> _Source excerpt_
++++++++++

The overwhelmed Zips find themselves behind 41–3 at halftime against Penn State, who subs in the backups, Penn State scores once in the third to make it 48–3, and Akron scores a late, meaningless touchdown against the Lions to bring the score to 48–10, with this being Galen Hall's first game as an offensive coordinator. This game gave Penn State fans false hope that their team was on the rebound from their 3–9 season last year. ESPN described the offense as "looking unstoppable", which led to the Lions being favored over Boston College the following week.

|  | 1 | 2 | 3 | 4 | Total |
|---|---|---|---|---|---|
| Akron | 3 | 0 | 0 | 7 | 10 |
| Penn State | 21 | 20 | 7 | 0 | 48 |

===Boston College===

Boston College takes a 14–0 halftime lead at home over the Nittany Lions, and then takes a 21–7 lead after three for the game's final points. Sloppy play on offense ultimately doomed Penn State as Boston College becomes the first of three teams to score 20 or more points on a defense that didn't allow more than 21 points all year and the only team to score 21 offensive points on the Nittany Lions.

|  | 1 | 2 | 3 | 4 | Total |
|---|---|---|---|---|---|
| Penn State | 0 | 0 | 7 | 0 | 7 |
| Boston College | 7 | 7 | 7 | 0 | 21 |

===UCF===

Despite sloppy play and mistakes, the Golden Knights couldn't help but find themselves blown out by a much better Penn State team. After falling behind 3–0 in the first quarter, the Nittany Lions make it 21–6 at halftime and 30–6 after three thanks to a touchdown and a safety. The backups are subbed in for the fourth, both teams score, and it's 37–13 as the final score.

|  | 1 | 2 | 3 | 4 | Total |
|---|---|---|---|---|---|
| UCF | 3 | 3 | 0 | 7 | 13 |
| Penn State | 0 | 21 | 9 | 7 | 37 |

===Wisconsin===

In a defensive game, three of Penn State's quarterbacks were injured. Zack Mills was knocked out for the game, sustained a concussion, and backup Michael Robinson was taken away in an ambulance after sustaining life-threatening injuries from a vicious hit. Third stringer Chris Ganter did little against the Badgers' defense with Penn State only managing a field goal in the third quarter, barely preserving their streak of games without being shut out. Wisconsin only scored 16 points, which was well below their average for the year.

++++++++++

> _Supplied material_
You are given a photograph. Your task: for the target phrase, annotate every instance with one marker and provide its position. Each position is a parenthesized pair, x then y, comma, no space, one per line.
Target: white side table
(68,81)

++++++++++

> _Task instructions_
Extend the Penn State season game recaps from the end of the Wisconsin account.

> _The answer_
|  | 1 | 2 | 3 | 4 | Total |
|---|---|---|---|---|---|
| Penn State | 0 | 0 | 3 | 0 | 3 |
| Wisconsin | 7 | 6 | 3 | 0 | 16 |

===Minnesota===

After the game, Minnesota players had said that they had not seen a defense of Penn State's caliber before, but won because of Penn State's offensive weaknesses, still, Penn State's defense kept them in the game for the majority of the game, which would be true for every game this season.

|  | 1 | 2 | 3 | 4 | Total |
|---|---|---|---|---|---|
| Penn State | 0 | 0 | 7 | 0 | 7 |
| Minnesota | 10 | 0 | 6 | 0 | 16 |

===Purdue===

Purdue managed only their second Big Ten win in history over Penn State by holding on for a 20–13 win at Beaver Stadium. It was a 10–10 tie and 17–13 after three, but Purdue's final field goal was enough to win it. Purdue's historic losses to Penn State include a loss in 2000 to a 5–7 Nittany Lions team while Purdue themselves were Big Ten champions, representing themselves at the Rose Bowl.

This game is also significant in the history of both Beaver Stadium and Penn State football for another reason not pertaining to the game itself. To try and draw extra excitement for the team, in what was a down year for the program, the athletic department asked the students to wear white to the game. Over 20,000 students participated in what would become the first ever White Out in school history.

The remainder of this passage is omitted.